Death on a Flight

Do you remember my dear friend Pamela, the Death Writer?  During her April A-Z challenge we had many a conversation about her various death topics which eventually got me a guest blogger spot on day “J” and also got me thinking about death related topics I wouldn’t have otherwise contemplated.

And with a mind like my own, in its own slightly ADD way, one thought inevitably veers off into something else.  The following is a snippet of a conversation between Pamela and I in which my mind wanders off, although not too far off:

Pamela: Well, if you die in a different state and need to be sent back to Illinois, you may have to be embalmed. Or pay for a refrigerated truck. I agree, it’s gross and I don’t want anyone to touch me when I’m dead other than to harvest my organs. Then they can torch me.

Me: I think for religious purposes they wouldn’t be able to enforce that. Maybe the refrigeration, but if an orthodox Jew died in California and wanted to be buried in New Jersey, I think gov’t would have a hard time forcing the family to embalm the body. Freedom of religion, you know?

Me: By the way, you just made me remember about the time I was on a plane and somebody died en route. It was a really sad case because she was with her two small children.

Pam: OMG!!!! Have you written about that??!!! No, they can’t force to embalm, but the body does have to be in a special container and refrigerated. We decompose pretty fast.

Me: Not much to write, really.

Pam: A mother died on a plane you were on and there isn’t much to write? Jill, I am going to tell on you to Diana Hume George.

Diana Hume George is a wonderful writer and a mentor of Pam and myself from our graduate school days.  She has quite a personality and a way of getting words out of you.

☆ ☆ ☆ ☆

TASK LIST:
a - In the blog post about death on a flight, on which day of Pamela's April A-Z challenge did the writer have a guest blogger spot?
b - Arrange the records, starting at the line that contains "Find the beige" and ending at the line that contains "96L214 24L154 24L200", as a Markdown table with columns Number and Record line, one row per line and blank lines omitted.

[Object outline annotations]
☆ ☆ ☆ ☆

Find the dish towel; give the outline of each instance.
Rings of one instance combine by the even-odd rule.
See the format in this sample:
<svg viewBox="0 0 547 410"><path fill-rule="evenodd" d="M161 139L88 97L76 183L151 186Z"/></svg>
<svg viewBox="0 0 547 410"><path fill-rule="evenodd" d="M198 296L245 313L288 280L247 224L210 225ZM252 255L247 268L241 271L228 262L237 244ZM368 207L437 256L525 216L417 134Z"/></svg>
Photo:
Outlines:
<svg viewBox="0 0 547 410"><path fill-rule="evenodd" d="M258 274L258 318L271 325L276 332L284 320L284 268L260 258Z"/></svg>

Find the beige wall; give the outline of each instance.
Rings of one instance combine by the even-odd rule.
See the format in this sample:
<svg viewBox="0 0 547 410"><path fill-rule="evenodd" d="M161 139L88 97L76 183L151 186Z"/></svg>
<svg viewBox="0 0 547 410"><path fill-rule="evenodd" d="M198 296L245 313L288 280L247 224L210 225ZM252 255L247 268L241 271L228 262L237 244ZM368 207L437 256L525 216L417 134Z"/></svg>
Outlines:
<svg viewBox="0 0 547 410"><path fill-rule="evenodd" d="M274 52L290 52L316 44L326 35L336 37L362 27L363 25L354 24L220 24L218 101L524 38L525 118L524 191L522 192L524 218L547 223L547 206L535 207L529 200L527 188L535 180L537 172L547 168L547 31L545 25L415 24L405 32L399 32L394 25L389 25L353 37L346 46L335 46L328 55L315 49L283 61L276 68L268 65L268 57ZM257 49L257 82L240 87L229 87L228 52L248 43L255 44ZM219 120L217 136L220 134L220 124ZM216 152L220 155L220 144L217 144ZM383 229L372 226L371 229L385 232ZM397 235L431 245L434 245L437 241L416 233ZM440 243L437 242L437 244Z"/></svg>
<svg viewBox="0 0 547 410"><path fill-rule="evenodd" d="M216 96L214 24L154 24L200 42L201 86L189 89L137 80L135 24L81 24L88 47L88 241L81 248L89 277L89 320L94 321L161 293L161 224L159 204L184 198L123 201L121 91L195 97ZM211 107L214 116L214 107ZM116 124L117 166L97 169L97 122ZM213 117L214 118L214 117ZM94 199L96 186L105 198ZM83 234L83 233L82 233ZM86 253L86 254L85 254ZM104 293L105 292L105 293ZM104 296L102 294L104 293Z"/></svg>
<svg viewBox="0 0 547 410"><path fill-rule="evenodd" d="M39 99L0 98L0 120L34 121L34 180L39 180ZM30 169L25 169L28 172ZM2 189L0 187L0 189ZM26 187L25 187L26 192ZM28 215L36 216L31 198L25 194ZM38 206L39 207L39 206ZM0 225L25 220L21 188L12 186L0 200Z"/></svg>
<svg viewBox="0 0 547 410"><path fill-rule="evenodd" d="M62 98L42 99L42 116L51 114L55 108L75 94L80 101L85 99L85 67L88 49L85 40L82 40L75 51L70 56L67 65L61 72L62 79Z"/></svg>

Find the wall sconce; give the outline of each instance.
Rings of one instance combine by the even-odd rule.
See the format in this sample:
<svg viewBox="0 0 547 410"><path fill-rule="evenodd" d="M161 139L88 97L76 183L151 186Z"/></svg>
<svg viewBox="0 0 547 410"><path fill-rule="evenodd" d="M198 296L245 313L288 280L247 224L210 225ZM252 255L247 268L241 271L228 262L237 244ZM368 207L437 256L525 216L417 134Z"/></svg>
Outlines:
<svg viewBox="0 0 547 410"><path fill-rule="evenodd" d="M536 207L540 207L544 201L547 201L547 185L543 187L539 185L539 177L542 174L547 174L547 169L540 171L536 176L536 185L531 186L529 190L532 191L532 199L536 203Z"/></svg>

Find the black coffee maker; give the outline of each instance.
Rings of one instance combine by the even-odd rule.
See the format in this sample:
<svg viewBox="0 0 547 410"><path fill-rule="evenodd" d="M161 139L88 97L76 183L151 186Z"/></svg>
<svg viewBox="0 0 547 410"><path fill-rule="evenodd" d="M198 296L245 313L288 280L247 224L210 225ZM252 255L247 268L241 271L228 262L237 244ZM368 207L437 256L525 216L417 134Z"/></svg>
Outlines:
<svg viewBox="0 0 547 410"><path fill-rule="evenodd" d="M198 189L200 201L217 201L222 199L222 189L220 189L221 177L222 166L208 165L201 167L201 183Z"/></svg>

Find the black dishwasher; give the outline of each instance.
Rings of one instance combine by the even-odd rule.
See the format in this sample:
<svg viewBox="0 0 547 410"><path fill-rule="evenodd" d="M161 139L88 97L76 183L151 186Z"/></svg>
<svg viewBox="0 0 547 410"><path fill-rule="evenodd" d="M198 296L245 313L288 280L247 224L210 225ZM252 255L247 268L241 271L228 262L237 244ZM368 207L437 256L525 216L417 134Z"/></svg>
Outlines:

☆ ☆ ☆ ☆

ANSWER SET:
a - Day "J".

b -
| Number | Record line |
|---|---|
| 1 | Find the beige wall; give the outline of each instance. |
| 2 | Rings of one instance combine by the even-odd rule. |
| 3 | See the format in this sample: |
| 4 | <svg viewBox="0 0 547 410"><path fill-rule="evenodd" d="M161 139L88 97L76 183L151 186Z"/></svg> |
| 5 | <svg viewBox="0 0 547 410"><path fill-rule="evenodd" d="M198 296L245 313L288 280L247 224L210 225ZM252 255L247 268L241 271L228 262L237 244ZM368 207L437 256L525 216L417 134Z"/></svg> |
| 6 | Outlines: |
| 7 | <svg viewBox="0 0 547 410"><path fill-rule="evenodd" d="M274 52L290 52L316 44L326 35L336 37L362 27L363 25L354 24L220 24L218 101L524 38L525 118L524 191L522 192L524 218L547 223L547 206L535 207L529 200L527 188L535 180L537 172L547 168L547 31L545 25L415 24L405 32L399 32L394 25L389 25L353 37L346 46L335 46L328 55L315 49L283 61L276 68L268 65L268 57ZM257 49L257 82L240 87L229 87L228 52L248 43L255 44ZM219 120L217 136L220 134L220 124ZM216 152L220 155L220 144L217 144ZM383 229L372 226L371 229L385 232ZM397 235L431 245L434 245L437 241L416 233ZM440 243L437 242L437 244Z"/></svg> |
| 8 | <svg viewBox="0 0 547 410"><path fill-rule="evenodd" d="M216 96L214 24L154 24L200 42L201 86L189 89L137 80L135 24L81 24L88 47L88 241L81 248L89 277L89 320L94 321L161 293L161 224L159 204L184 198L123 201L121 91L195 97ZM211 107L214 116L214 107ZM116 124L117 166L97 169L97 122ZM213 117L214 118L214 117ZM94 199L96 186L105 198ZM83 234L83 233L82 233ZM86 253L86 254L85 254ZM104 293L105 292L105 293ZM104 296L102 294L104 293Z"/></svg> |